> [Task details]: Give back exactly the lines of the material below that start at the line containing "Q. Point out the neon" and end at the line containing "Q. Point out the lamp", and no others.

START Data in this exercise

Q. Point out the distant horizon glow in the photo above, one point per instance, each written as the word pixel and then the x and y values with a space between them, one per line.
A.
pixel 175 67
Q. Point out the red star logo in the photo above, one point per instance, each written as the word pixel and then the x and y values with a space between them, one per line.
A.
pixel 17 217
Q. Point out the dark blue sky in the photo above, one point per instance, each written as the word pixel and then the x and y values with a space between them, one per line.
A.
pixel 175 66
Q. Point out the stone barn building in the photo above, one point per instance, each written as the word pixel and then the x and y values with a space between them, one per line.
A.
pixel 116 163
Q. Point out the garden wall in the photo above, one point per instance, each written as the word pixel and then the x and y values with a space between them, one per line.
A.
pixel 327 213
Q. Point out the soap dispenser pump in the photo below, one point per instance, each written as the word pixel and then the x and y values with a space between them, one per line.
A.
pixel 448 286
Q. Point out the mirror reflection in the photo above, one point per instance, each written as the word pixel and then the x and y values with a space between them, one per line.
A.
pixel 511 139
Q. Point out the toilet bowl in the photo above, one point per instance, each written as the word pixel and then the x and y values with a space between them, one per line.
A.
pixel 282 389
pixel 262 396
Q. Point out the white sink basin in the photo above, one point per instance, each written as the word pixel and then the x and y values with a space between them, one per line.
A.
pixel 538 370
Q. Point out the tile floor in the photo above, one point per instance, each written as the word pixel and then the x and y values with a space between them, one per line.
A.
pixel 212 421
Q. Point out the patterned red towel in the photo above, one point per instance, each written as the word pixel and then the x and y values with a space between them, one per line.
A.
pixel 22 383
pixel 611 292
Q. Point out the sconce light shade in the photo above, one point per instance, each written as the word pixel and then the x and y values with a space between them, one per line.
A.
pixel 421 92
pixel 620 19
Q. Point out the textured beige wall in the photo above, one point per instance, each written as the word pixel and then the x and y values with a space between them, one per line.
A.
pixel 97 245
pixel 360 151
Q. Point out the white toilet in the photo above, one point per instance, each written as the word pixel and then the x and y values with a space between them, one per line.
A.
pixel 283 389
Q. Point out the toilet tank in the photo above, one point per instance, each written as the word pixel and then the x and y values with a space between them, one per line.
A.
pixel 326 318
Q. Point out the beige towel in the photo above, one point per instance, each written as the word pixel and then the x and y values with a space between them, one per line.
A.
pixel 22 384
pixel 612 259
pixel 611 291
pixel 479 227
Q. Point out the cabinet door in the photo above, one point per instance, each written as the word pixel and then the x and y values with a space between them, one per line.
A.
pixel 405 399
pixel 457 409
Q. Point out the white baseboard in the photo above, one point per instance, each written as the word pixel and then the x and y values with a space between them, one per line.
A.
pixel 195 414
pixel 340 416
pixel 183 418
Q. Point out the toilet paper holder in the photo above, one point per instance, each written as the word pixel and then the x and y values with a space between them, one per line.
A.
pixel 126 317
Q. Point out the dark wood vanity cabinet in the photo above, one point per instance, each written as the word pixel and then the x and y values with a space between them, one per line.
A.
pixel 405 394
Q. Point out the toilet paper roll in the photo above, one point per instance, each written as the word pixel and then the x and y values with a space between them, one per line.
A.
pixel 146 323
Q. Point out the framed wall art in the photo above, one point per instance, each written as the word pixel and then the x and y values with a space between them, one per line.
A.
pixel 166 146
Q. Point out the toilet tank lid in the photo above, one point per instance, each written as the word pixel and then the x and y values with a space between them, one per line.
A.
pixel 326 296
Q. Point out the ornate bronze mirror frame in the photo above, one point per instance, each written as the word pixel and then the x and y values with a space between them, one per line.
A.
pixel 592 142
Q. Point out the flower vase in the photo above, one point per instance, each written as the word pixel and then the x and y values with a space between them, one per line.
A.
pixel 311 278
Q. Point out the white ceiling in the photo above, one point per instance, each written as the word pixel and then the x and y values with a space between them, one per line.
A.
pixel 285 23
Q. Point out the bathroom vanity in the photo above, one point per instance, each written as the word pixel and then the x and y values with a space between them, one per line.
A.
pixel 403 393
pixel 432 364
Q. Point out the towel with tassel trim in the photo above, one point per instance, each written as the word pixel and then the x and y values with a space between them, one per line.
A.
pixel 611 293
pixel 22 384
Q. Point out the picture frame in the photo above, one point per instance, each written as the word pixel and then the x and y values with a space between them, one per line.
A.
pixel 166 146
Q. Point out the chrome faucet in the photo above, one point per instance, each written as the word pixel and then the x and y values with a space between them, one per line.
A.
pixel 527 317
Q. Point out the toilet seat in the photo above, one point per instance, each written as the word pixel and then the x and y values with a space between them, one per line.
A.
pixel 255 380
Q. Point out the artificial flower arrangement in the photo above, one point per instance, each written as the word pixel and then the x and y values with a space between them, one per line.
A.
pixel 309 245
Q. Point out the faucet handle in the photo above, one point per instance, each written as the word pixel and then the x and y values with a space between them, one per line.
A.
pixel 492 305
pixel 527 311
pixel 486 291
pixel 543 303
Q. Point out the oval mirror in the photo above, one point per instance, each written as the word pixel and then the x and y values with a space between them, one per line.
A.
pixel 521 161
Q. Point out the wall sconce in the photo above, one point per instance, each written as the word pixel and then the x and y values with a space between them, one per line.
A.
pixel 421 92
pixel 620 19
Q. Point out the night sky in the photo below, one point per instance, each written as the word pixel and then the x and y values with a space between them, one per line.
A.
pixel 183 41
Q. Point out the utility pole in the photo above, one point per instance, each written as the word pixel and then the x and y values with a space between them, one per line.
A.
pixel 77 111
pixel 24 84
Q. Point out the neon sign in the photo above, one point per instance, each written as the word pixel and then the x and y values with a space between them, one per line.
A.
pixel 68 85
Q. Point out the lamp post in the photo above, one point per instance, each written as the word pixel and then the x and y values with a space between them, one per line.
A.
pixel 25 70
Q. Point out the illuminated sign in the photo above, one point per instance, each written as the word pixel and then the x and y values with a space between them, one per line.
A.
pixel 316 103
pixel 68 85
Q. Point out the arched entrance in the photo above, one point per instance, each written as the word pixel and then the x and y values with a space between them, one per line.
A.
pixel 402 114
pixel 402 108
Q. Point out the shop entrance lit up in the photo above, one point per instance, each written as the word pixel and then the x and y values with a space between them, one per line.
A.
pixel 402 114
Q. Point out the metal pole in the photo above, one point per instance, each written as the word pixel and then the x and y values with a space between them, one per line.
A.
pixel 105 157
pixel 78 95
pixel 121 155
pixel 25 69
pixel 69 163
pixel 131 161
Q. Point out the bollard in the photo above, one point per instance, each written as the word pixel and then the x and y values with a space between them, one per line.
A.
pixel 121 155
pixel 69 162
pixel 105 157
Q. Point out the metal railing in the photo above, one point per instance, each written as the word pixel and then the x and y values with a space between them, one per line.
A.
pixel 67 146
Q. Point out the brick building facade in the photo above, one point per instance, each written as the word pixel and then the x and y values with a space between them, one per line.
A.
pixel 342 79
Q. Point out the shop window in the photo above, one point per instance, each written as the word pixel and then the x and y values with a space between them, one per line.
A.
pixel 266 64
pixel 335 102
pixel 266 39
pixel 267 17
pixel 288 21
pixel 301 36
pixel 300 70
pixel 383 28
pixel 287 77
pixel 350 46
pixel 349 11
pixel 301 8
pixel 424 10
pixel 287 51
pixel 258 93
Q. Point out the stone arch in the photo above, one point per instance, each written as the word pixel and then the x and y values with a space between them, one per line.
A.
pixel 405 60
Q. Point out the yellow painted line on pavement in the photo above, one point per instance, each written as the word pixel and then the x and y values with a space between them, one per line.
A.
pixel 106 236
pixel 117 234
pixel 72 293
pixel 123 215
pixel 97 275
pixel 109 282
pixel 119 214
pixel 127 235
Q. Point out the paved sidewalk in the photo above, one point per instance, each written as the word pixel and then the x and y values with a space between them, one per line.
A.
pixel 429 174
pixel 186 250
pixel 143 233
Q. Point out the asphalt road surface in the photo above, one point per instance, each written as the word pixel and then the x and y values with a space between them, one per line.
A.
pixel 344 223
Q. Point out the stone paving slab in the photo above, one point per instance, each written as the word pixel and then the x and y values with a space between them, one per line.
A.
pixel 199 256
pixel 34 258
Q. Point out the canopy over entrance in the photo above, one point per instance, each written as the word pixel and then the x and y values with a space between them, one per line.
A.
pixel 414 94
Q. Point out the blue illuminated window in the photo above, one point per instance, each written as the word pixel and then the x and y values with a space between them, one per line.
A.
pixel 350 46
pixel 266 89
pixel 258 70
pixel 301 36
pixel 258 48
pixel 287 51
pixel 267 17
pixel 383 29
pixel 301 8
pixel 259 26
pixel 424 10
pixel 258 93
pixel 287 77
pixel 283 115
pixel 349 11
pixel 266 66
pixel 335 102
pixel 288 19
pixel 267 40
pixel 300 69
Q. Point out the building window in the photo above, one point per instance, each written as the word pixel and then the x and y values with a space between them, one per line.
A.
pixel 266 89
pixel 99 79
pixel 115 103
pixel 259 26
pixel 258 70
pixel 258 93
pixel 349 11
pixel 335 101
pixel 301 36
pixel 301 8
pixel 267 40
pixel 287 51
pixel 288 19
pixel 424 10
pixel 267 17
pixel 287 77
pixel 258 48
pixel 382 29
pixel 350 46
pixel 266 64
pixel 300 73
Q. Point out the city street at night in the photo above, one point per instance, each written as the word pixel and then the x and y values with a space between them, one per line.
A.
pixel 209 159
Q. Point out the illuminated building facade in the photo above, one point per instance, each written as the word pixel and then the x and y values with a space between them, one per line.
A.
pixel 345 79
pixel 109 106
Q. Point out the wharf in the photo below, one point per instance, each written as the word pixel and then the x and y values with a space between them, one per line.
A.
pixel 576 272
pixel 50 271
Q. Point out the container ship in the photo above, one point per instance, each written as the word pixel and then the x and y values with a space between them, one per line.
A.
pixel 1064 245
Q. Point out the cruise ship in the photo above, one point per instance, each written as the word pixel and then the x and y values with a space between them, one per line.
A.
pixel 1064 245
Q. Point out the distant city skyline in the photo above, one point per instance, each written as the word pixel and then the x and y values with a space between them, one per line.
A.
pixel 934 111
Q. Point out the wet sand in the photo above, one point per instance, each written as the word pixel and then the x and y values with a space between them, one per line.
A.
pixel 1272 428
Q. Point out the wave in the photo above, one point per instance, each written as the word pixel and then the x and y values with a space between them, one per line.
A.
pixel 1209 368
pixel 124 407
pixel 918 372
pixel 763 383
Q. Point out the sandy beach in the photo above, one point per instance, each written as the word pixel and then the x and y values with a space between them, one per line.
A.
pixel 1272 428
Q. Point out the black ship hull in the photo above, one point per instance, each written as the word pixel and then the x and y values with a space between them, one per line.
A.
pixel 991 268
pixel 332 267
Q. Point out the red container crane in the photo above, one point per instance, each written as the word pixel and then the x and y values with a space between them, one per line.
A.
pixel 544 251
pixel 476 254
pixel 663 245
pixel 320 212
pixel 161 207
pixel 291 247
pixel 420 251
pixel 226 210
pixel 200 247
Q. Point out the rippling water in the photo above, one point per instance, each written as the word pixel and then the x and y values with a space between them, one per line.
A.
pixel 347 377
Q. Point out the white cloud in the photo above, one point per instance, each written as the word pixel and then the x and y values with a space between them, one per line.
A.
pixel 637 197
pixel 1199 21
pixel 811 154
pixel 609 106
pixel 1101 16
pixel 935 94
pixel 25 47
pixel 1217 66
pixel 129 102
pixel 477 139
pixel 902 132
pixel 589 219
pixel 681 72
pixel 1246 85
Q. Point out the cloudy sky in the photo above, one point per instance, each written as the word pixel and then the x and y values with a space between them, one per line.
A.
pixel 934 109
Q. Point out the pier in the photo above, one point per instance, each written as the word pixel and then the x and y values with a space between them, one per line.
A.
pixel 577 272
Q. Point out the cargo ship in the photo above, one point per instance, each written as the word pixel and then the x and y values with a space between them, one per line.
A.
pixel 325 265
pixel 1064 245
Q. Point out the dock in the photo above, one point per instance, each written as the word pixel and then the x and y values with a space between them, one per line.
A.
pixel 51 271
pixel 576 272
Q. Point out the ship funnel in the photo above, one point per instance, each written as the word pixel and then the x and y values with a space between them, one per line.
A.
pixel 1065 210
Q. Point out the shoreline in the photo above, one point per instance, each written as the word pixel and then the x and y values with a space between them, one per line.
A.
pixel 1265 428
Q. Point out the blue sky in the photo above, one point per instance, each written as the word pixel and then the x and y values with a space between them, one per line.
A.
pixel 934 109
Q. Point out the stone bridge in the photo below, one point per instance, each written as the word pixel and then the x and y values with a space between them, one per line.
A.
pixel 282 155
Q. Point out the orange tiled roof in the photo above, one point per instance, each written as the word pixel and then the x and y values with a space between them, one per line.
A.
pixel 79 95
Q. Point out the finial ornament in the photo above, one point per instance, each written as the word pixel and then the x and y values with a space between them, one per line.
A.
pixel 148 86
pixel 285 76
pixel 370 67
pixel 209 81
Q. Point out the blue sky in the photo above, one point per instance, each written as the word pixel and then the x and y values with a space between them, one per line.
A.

END Data in this exercise

> [Solution to this task]:
Q. Point out the neon sign in the photo above, one point per instance, each written as the word pixel and then the x and y values with a space between them, one per line.
A.
pixel 68 85
Q. Point out the lamp post in the photo above, one point per instance, each written as the word pixel and then the x and y values with a space between them, one per line.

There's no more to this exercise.